GOAL OF THE EXERCISE:
Count the lines in the entries below that contain the word "dark" and reply with only that number.

RECORDS FOR THE EXERCISE:
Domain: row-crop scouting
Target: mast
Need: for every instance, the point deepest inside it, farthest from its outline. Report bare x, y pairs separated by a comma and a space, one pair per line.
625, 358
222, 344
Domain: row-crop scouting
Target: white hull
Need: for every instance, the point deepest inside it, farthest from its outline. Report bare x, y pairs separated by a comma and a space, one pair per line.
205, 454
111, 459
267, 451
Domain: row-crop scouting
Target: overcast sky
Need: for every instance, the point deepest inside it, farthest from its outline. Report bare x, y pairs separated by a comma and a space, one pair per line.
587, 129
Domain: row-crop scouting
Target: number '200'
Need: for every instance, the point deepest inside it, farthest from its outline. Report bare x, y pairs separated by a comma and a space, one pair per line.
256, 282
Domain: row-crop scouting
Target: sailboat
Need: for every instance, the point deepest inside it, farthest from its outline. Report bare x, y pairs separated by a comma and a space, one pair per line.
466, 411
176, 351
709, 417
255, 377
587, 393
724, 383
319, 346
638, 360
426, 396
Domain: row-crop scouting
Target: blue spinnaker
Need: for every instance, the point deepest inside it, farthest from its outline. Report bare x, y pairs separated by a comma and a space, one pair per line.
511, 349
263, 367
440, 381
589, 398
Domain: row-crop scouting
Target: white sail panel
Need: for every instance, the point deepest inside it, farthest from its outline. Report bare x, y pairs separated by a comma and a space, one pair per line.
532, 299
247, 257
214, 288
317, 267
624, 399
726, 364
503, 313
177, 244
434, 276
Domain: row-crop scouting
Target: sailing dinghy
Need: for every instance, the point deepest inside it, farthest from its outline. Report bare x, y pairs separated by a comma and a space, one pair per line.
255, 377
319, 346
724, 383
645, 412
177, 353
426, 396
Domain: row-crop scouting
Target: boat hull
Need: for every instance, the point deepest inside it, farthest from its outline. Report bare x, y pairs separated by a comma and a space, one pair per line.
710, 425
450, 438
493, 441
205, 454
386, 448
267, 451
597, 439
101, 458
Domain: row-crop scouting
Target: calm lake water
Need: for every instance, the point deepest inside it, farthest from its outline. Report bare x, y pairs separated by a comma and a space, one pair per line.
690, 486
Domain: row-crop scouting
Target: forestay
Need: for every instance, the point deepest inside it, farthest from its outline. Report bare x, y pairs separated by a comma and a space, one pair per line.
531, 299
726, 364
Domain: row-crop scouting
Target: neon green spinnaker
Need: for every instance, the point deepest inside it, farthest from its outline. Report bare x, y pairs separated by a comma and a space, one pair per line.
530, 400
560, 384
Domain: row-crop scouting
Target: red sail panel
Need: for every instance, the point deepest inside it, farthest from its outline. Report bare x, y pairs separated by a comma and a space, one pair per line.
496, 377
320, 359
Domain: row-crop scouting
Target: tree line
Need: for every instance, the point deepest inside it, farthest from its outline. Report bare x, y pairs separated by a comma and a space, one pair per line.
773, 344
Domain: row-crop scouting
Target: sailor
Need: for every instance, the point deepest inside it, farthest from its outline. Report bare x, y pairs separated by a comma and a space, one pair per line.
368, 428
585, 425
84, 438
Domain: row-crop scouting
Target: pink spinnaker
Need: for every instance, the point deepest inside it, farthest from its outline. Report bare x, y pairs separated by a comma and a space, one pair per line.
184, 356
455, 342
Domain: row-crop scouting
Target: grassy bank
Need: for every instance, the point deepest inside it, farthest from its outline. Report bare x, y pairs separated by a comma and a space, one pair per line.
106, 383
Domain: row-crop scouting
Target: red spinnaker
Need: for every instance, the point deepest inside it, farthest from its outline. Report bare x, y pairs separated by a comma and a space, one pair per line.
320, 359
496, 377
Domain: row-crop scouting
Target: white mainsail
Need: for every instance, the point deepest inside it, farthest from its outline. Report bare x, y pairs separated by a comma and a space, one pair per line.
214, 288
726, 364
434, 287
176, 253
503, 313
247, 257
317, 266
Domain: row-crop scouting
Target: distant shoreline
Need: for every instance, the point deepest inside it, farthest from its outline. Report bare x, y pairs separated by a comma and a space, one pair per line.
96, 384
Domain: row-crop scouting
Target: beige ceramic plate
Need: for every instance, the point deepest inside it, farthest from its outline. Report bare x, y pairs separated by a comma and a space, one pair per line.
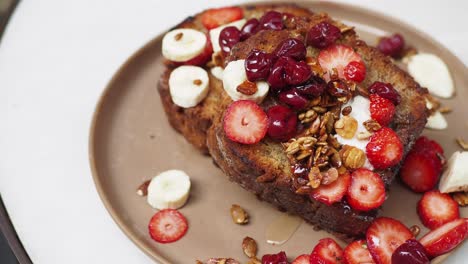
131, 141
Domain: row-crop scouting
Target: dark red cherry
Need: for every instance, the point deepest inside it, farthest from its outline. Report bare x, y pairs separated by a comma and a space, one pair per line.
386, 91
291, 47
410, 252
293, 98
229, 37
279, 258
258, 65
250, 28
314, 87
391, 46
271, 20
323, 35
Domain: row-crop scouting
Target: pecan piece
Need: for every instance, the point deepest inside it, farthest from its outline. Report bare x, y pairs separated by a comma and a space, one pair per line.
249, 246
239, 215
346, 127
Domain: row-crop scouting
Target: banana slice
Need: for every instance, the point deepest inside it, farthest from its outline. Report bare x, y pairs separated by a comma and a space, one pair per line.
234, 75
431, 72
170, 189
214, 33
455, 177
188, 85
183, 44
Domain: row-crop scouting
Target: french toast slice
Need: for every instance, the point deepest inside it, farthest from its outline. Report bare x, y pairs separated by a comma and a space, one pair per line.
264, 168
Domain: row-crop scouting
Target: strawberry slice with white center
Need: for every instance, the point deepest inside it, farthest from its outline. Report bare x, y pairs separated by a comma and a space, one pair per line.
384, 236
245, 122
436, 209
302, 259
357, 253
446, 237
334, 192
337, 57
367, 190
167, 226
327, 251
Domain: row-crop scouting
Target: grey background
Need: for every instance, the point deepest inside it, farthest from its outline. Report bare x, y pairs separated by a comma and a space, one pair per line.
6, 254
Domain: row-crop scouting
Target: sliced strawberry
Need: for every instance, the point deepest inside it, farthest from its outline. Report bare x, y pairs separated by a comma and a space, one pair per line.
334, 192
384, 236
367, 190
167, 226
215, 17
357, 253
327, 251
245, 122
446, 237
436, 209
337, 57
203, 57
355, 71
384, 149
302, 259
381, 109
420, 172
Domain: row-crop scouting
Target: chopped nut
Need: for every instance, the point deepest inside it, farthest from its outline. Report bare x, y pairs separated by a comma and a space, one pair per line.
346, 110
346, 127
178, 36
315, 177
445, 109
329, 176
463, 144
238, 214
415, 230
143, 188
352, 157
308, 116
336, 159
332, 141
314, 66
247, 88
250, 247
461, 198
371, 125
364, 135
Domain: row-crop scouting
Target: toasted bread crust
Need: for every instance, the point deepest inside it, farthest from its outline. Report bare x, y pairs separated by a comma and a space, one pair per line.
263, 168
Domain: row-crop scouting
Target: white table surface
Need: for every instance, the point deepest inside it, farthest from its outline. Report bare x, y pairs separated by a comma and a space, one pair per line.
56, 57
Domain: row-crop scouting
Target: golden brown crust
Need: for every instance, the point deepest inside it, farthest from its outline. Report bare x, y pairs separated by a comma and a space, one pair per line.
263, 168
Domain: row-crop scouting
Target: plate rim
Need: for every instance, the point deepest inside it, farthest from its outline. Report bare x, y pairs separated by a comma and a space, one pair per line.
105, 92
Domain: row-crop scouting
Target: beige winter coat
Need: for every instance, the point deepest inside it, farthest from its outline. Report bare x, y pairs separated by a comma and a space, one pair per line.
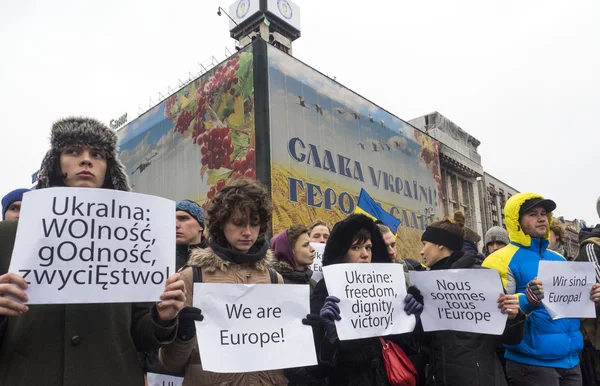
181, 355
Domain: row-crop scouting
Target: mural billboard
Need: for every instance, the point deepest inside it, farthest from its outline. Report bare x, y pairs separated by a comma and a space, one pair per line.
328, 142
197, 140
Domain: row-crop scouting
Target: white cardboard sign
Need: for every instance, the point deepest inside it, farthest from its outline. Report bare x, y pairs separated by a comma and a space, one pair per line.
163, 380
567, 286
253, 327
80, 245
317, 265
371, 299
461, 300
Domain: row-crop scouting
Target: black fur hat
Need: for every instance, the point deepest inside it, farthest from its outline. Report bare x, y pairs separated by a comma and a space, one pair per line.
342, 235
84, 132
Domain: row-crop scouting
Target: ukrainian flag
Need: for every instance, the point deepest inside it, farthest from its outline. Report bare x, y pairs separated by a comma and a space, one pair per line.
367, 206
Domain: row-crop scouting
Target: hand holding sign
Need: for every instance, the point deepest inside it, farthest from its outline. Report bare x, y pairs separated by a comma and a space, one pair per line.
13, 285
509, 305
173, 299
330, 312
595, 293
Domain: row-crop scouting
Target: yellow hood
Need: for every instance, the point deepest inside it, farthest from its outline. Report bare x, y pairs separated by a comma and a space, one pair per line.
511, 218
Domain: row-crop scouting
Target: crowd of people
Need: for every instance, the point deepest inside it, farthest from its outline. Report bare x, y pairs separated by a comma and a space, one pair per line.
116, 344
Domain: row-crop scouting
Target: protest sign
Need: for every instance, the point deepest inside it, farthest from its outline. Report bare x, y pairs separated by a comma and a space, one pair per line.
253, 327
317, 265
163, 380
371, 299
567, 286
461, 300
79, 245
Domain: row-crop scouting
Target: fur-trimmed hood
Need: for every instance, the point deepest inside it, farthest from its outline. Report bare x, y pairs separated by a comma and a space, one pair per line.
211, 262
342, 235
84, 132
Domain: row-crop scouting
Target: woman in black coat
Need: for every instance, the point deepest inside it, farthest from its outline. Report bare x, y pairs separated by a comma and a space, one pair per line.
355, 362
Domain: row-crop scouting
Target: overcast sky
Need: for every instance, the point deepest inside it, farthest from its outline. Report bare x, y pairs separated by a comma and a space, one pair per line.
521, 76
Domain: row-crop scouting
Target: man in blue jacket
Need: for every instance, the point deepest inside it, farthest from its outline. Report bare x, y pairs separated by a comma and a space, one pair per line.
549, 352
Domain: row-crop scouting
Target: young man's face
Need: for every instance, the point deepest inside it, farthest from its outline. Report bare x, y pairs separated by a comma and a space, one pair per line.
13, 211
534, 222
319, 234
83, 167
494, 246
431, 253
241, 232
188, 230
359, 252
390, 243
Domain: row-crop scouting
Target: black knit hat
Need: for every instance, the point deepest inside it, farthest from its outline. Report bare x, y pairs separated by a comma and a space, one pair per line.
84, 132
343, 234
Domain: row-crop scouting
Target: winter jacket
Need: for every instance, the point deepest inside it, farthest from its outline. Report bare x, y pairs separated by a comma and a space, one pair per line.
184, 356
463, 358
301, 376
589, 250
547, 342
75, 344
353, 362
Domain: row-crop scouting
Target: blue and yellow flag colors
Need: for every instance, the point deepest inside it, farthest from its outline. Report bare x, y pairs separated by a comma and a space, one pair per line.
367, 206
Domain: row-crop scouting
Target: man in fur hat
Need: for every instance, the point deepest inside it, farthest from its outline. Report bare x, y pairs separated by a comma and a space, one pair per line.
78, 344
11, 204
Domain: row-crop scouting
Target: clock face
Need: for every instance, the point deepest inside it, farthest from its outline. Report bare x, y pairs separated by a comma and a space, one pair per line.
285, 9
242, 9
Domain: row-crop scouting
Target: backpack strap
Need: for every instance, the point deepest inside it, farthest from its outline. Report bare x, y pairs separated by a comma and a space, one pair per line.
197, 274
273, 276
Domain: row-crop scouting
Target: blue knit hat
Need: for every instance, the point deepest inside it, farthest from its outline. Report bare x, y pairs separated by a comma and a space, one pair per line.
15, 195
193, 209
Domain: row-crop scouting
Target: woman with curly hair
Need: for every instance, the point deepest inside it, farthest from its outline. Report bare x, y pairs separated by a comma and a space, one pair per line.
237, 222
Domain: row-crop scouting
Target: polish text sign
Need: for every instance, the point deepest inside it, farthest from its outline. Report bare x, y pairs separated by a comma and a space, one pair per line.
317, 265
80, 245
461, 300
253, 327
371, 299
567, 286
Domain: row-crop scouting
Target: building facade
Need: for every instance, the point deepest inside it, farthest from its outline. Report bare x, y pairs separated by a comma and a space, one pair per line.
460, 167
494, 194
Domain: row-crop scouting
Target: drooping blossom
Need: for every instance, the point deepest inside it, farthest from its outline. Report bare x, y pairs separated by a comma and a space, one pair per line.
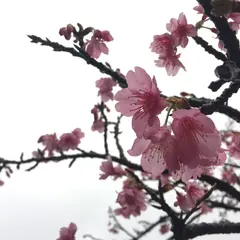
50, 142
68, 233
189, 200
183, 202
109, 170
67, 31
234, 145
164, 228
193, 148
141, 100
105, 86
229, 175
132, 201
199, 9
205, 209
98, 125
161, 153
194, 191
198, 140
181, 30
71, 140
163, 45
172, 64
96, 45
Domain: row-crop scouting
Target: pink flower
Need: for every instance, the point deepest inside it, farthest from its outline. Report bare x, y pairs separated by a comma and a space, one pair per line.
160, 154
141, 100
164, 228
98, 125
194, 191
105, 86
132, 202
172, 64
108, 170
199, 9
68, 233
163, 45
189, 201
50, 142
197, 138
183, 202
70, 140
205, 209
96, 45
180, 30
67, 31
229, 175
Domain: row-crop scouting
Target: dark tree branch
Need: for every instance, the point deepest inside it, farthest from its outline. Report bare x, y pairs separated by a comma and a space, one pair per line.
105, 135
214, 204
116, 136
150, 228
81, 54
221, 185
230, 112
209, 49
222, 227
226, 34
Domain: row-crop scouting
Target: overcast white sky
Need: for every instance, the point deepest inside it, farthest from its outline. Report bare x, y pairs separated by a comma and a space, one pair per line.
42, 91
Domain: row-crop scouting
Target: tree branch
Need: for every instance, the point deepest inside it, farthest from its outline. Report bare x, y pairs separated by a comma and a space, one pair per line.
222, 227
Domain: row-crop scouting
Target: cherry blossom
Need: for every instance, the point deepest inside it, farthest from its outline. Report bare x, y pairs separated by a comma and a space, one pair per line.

ANSWER TO THIS PROBLEM:
2